(Extracted records)

____

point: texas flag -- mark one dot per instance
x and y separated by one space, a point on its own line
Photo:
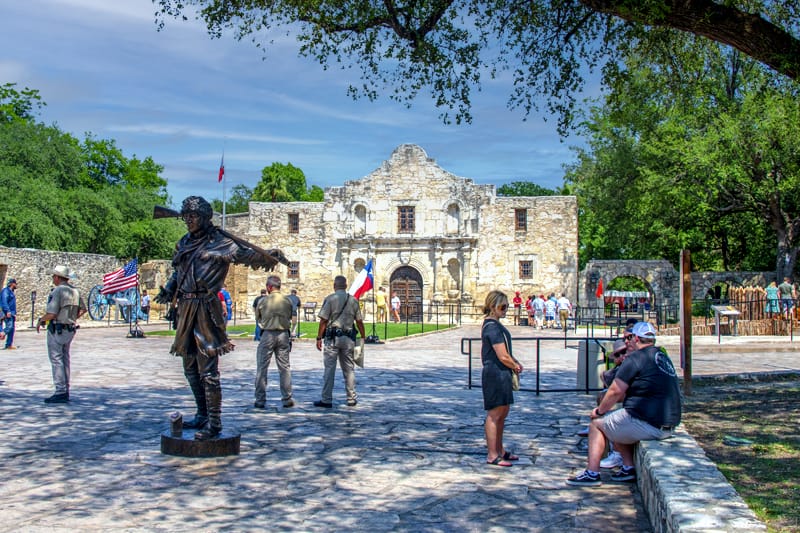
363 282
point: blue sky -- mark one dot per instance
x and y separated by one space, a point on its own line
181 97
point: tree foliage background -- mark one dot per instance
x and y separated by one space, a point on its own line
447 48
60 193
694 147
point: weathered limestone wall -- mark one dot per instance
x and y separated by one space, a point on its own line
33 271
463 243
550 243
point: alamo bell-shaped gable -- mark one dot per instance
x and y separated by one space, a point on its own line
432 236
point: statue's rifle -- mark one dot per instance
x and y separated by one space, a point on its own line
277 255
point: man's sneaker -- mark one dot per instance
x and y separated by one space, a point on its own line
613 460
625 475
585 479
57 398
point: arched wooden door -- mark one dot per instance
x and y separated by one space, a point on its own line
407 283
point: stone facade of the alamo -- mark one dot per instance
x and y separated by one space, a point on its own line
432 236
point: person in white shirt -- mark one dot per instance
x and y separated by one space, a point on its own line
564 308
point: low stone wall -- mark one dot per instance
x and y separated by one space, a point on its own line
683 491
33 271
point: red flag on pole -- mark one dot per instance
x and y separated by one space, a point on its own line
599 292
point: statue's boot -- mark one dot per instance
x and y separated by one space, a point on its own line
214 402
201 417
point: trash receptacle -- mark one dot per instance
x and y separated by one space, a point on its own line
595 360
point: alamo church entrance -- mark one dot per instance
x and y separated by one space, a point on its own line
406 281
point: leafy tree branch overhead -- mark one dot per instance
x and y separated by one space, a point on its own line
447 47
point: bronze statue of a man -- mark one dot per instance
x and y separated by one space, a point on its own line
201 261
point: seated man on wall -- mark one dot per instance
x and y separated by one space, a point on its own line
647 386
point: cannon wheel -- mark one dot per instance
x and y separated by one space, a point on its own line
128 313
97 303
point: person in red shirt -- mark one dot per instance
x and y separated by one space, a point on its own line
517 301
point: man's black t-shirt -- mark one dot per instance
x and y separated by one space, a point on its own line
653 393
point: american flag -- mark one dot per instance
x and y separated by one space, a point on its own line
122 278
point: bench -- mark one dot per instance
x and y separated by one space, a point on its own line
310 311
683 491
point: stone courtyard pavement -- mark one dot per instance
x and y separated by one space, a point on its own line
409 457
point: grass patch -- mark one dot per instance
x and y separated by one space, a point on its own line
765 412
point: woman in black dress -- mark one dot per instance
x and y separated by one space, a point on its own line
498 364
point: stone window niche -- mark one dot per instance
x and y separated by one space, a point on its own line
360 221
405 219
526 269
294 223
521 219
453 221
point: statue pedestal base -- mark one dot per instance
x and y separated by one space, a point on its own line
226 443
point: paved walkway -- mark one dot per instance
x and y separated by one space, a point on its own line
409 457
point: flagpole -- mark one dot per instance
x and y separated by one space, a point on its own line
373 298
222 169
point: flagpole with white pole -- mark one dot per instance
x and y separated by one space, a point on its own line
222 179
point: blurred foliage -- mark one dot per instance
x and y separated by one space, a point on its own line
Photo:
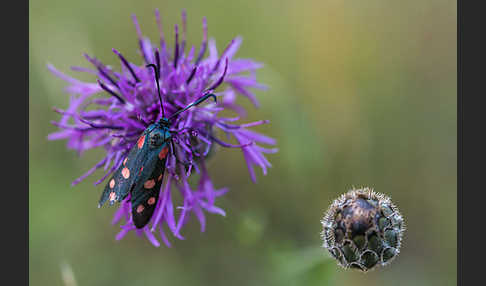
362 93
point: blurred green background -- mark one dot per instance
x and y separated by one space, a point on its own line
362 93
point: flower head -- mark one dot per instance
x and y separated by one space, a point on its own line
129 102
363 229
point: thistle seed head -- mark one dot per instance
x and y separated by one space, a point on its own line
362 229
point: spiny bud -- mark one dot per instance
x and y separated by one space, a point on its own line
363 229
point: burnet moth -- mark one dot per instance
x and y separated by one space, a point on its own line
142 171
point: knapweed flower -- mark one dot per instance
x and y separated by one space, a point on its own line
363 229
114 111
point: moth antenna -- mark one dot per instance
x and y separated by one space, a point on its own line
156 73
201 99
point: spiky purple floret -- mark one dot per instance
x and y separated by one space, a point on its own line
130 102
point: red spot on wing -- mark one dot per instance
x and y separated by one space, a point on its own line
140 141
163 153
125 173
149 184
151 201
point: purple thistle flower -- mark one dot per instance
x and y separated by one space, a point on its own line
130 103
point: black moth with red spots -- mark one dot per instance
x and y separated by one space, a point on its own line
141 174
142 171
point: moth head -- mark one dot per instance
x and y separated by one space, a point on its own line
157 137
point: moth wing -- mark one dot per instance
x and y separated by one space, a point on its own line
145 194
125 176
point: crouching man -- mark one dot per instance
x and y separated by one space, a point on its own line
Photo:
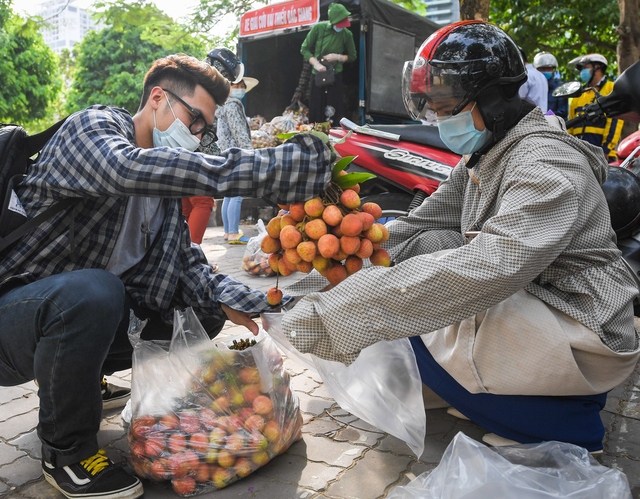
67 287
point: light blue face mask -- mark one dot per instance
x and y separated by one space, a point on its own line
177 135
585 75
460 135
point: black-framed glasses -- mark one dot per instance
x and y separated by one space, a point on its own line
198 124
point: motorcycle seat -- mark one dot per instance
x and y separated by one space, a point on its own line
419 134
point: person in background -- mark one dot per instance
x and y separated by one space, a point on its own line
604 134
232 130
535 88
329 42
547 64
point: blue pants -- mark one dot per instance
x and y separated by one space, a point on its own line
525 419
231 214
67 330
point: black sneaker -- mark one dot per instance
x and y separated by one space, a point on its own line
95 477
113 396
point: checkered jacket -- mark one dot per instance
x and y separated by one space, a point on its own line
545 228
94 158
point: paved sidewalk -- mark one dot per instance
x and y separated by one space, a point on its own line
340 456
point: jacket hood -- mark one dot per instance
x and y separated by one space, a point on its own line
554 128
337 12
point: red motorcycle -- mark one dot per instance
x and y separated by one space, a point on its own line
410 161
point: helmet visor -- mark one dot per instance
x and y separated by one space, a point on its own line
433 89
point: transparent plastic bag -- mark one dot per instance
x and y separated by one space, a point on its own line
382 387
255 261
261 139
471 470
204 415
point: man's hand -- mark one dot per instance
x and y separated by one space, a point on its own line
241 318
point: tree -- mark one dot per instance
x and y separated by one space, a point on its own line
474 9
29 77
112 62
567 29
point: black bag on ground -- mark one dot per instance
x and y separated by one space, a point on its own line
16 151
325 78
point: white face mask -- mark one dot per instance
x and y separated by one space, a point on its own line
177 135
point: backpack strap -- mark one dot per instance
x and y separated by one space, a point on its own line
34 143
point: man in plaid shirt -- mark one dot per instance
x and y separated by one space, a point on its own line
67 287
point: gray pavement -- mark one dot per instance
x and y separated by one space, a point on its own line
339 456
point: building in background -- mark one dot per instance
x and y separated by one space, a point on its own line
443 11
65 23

____

TASK DESCRIPTION
All of the records need to be restated word for word, but not the pictures.

YOUR RESPONSE
point: texas flag -- mark one dot per instance
x and y separated by one space, a point on its own line
Photo:
363 282
point: blue sky -- mark one dot per instance
x and y separated by one space, a point on its own line
181 97
point: tree foliage background -- mark one dot per instance
x and y separated by one space, a point on its own line
447 48
60 193
694 147
point: weathered limestone wall -- mark one dot per instance
x and y separated by one space, a point on its own line
33 271
463 243
550 243
point: alamo bell-shaped gable -- mark one dot per instance
x and y separated by one space, a point on its own line
432 236
point: statue's rifle -- mark one dot per instance
x and y separated by one space, a point on its own line
277 255
point: man's sneaker -- mark one dot per instance
x and y separated by one space, a point on its own line
613 460
625 475
585 479
57 398
point: arched wooden door -- mark one dot per instance
x and y separated by one space, a point on its own line
407 283
point: stone facade of the alamo -- mark one dot per instance
x and y separated by one space, a point on its own line
432 236
point: person in white shirt -- mark one dot per instance
x and y separated by one space, a point on its own line
564 308
point: low stone wall -- mark one dot per instance
x and y separated by one space, a point on its own line
683 491
33 271
point: red flag on pole -- mark one dot per instance
x and y separated by one space, a point on its own line
599 292
point: statue's boot -- mark one dot per instance
x and y separated by one space, a point on its own line
214 402
201 417
point: trash receptacle -- mark one dot per instance
x and y separated by one space, a point on its own line
595 360
point: alamo church entrance -- mark one dot per instance
x and y separated by one space, a point on its own line
406 281
point: leafy tree branch overhead -- mark one dot per instance
x and y separated by one space, a point on its own line
447 47
point: bronze statue of a man -- mark one dot per instance
x and y separated by one space, a point on its own line
201 261
point: seated man on wall -- mark one dot per instance
x and y separated by one space, a point on its own line
647 386
point: cannon wheel -- mark one dot per instance
x and y separated by one space, a point on its own line
128 313
97 303
point: person in red shirt -- mark one dot per instance
x and y separated by one space, a point on its own line
517 301
point: man's black t-shirt -- mark one dot per instance
x and y separated by one space, a point on its own line
653 393
point: american flag -- mark one dot per instance
x and y separated by one space, a point on its own line
122 278
point: bench -- mark one dot per instance
x and y separated by one space, a point on its own line
310 311
683 491
point: stone courtyard pavement -- mark one dot per instance
x and y separated by one space, a point on its own line
409 457
point: grass patch -- mark one dot per instance
x and y separated by one space, a point on its own line
765 412
point: woman in black dress -- mark one dot per instance
x and y separated by one space, a point on its own line
498 364
point: stone window niche -- mark one dot per instance
x and y separated by one space, a point on its own line
360 221
405 219
526 269
294 223
521 219
453 221
point: statue pedestal base -- mark one dot per instance
x and y separated by one space, a point on its own line
226 443
point: paved walkway -- mark one dot per instance
x and y separated by one space, a point on its own line
409 457
point: flagpole -- mark one dot per instance
x and y separated by one space, a point on its own line
373 298
222 169
point: flagpole with white pole -- mark one dot per instance
x and y separated by one space, a point on its own line
222 179
point: blurred foliage -- mark one dot per instance
x and y separated by one space, a point on its own line
Photo:
362 93
point: blurred green background -- mark one dot per instance
x and y separated by one space, a point on its own line
362 93
point: flower head -- mark one dot per instance
x and y separated by one space, a point on its own line
129 102
363 229
point: thistle seed head -- mark one dot per instance
x and y separated by one space, a point on its own line
362 229
point: spiny bud -- mark one dot per instance
x and y separated by one space, a point on its own line
363 229
point: burnet moth -- mark one dot per instance
x and y separated by one space, a point on its own line
142 171
point: knapweed flower -- mark one dot per instance
x and y separated by one space, a point on its own line
363 229
114 111
point: moth antenna -- mark one dot per instance
x and y separated by one space, a point on its own line
156 73
201 99
point: spiky purple floret -- mark one dot per instance
x and y separated by one space, a point on its own line
130 102
point: red spot on wing -- mark one dot per instance
x and y separated by one space, a point on its own line
140 141
163 153
125 173
149 184
151 201
point: purple thistle flower -- mark one dot per instance
x and y separated by one space, a point on its own line
130 103
point: black moth with red spots -- mark one dot per instance
x and y separated by one space, a point on its own line
141 174
142 171
point: moth head -- mark one dot per instance
x and y separated by one space, a point on its own line
157 137
point: moth wing -- mark one dot per instance
x and y separated by one space, a point on its own line
145 194
125 176
point: crouching man -- mark one dot per instance
x and y separated by one space, a point on its own line
Photo:
67 287
point: light blue face mask -- mark one dot per instance
x and y separated by one space, a point on its own line
177 135
585 75
460 135
point: black-framed glasses -- mark one dot per instance
x and y separated by one space, a point on its own line
198 124
point: motorcycle seat -- mark one dot per instance
x and y separated by one space, a point on its own line
419 134
point: person in background -- mark one dot per instance
x and y separated by one space, a point on its own line
604 134
232 130
535 88
329 42
547 64
point: blue pants -- mark one dot per instance
x and y separated by one space, a point on its own line
525 419
231 214
67 330
point: black sneaker -- mark one dot per instance
x and y separated by one space, a point on its own line
95 477
113 396
point: checkered jacket -- mark one dot per instance
x and y separated by one space, a point on its own line
545 228
94 158
point: paved sidewalk -- mark one dot per instance
x and y separated by one space, a point on its own line
340 456
point: jacket hood -- mark one dot per instance
x and y separated by one space, a point on its own line
554 128
337 12
point: red motorcycle -- mark one dot per instance
x and y separated by one space, a point on its own line
410 161
point: helmet visor -- mark one dot per instance
x and y separated by one space, a point on its own line
433 89
point: transparent plastic bag -- mark one dot per instance
x and y separated by one space, a point on its own line
382 387
255 261
261 139
471 470
204 415
point: man's hand -- mark one dot per instance
x and y separated by one space, a point on its own line
241 318
point: tree -- mark one dot per instance
x and y separated by one space, a point on its own line
474 9
29 77
112 62
567 29
point: black bag on ground -- mark one dot per instance
x and y separated by one space, a point on its own line
16 151
325 78
point: white face mask -- mark one dot per instance
x and y separated by one space, a point on its own line
177 135
point: backpack strap -- mark one dot per instance
x and y separated by one space, a point on its own line
34 143
point: man in plaid shirt -- mark one dot per instance
x and y separated by one space, a point on its own line
67 287
point: gray pavement -- mark one dot per instance
x and y separated by one space, a point on its own line
339 456
point: building in background -- mark one dot per instance
x and y separated by one space, a point on its own line
443 11
65 23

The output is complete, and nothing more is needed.